## START EXTRACT

MOST luxury cars these days have leather seats. But most don’t retain the thick scent of an Hermès saddle shop when you sit inside. The Jaguar XF does. If you close your eyes and inhale as you slip behind the wheel, you could be forgiven a momentary pause. The tanned essence lingers even after the initial impression. It’s the first hint of this car’s aristocratic credentials, sticky on the brain like the bourbon musk of a just-empty tumbler.

“It’s not the F-Type,” I texted my friend Ben as I drove to pick him up. He knew I had a Jag, and I wanted to temper expectations. When he saw a sedan rather than a sports car pulling up, I didn’t want him to be let down. (He’s a modelling agent, used to being around beauty that quickens the pulse.) Turns out he wouldn’t be disappointed.

“Oh yeah, I know the one,” he responded. “The XF—the sedan. That one is sweet.”

OK. I guess this car’s reputation preceded it. Or at least its handsome charm.

Prowling the (urban) jungle

I do like how this cat looks: hips slightly tucked, svelte sides and roofline, arched kitten nose. The profile of the car follows the line of the jumping Jaguar logo. The daytime running LED head and rear lights are slanted slightly to make it look just a little coy. The 50cm silver alloy rims, lattice grille, and delicate nostrils on the hood entice with a subtle purr. (Splurge on the US$1,600 (RM5,712) Black package, if you feel tempted. It includes 50cm black alloy wheels, glass back window surrounds, a trunk lid finisher, and red brake calipers.)

It looks good. Simple, but not plain.

The US$51,000 XF is the smaller of Jag’s two sedans, the one with an eight-speed automatic transmission set to paddle shifters and all-wheel drive (AWD) available on the optional 340-horsepower (hp) V6 engine. (A 240-hp four-cylinder and 470-hp V8 are also available; the Supercharged XFR-S version costs US$99,000.)

It has three drive modes (winter mode included) and a start/stop function that engages automatically from the moment you start the car. I did disengage that about 10 minutes into use — the way it constantly silences the engine at stoplights is a buzz kill — but it’s easy to re-engage with the push of a button if you’re feeling frugal.

Jaguar has integrated adaptive steering and an exceptional chassis into this prowler, so the XF feels nimble around corners and like velvet on its way to 100kph. (Sprint time is 4.9 seconds on the V8.) The brakes are impressive — never raw but incredibly alert and ever present. They act like springs in the shoulders of a jungle minx.

## END EXTRACT
## START RAW DATA

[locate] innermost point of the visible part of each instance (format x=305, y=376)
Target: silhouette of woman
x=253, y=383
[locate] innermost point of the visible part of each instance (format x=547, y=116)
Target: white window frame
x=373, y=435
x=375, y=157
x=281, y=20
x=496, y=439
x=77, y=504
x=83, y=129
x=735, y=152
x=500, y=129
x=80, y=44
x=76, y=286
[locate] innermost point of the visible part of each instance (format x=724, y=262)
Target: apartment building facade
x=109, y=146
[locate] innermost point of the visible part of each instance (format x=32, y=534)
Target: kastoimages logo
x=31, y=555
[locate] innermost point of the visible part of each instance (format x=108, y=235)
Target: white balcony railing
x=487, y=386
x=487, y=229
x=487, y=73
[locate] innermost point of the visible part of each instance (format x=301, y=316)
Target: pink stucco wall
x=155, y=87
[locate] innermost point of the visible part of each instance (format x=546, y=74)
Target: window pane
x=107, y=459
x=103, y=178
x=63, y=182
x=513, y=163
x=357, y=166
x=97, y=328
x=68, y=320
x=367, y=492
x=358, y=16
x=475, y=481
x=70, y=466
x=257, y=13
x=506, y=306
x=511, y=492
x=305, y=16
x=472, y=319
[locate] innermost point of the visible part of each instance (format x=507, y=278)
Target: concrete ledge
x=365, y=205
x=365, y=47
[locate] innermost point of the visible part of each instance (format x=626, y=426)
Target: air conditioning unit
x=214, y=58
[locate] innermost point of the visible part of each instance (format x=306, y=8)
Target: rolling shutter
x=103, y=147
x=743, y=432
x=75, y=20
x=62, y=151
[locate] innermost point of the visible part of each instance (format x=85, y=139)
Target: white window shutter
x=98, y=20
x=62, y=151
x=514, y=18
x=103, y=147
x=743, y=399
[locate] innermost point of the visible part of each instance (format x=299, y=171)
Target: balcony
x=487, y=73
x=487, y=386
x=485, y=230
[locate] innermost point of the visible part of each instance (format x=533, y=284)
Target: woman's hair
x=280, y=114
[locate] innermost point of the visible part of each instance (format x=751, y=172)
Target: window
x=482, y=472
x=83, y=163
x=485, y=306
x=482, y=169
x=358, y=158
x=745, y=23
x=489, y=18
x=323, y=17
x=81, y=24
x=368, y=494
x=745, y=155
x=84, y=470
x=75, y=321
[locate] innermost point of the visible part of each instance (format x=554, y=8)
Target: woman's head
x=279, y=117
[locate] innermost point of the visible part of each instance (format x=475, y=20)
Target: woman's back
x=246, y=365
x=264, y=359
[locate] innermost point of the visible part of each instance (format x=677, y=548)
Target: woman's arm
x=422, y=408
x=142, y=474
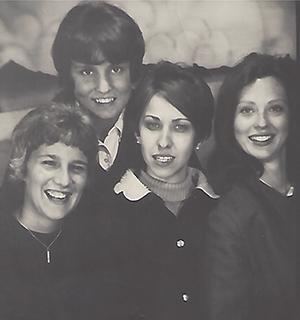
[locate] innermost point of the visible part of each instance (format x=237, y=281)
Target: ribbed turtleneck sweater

## END RAW DATA

TASKS TO CARRY OUT:
a) Quote the stretch of the Jaguar XF review from "OK. I guess" through "red brake calipers.)".
b) In the listing, take the stretch from the line containing "(format x=751, y=172)" through the end of the listing and write it out again with "innermost point" switched to "central point", changing nothing else. Give only those lines, and leave out the pictures.

THE REPLIES:
a)
OK. I guess this car’s reputation preceded it. Or at least its handsome charm.

Prowling the (urban) jungle

I do like how this cat looks: hips slightly tucked, svelte sides and roofline, arched kitten nose. The profile of the car follows the line of the jumping Jaguar logo. The daytime running LED head and rear lights are slanted slightly to make it look just a little coy. The 50cm silver alloy rims, lattice grille, and delicate nostrils on the hood entice with a subtle purr. (Splurge on the US$1,600 (RM5,712) Black package, if you feel tempted. It includes 50cm black alloy wheels, glass back window surrounds, a trunk lid finisher, and red brake calipers.)

b)
[locate] central point of the visible part of each instance (format x=751, y=172)
Target: window
x=482, y=472
x=83, y=163
x=485, y=306
x=482, y=169
x=358, y=158
x=745, y=23
x=489, y=18
x=323, y=17
x=81, y=24
x=368, y=494
x=745, y=155
x=84, y=470
x=75, y=321
[locate] central point of the visible part of each instance (format x=554, y=8)
Target: woman's head
x=279, y=117
[locate] central point of the visible part of each instance (format x=475, y=20)
Target: woman's back
x=246, y=365
x=264, y=359
[locate] central point of the visible part of each instance (format x=677, y=548)
Target: woman's arm
x=422, y=408
x=142, y=474
[locate] central point of the visible part of each instance (format x=237, y=281)
Target: ribbed turtleneck sweater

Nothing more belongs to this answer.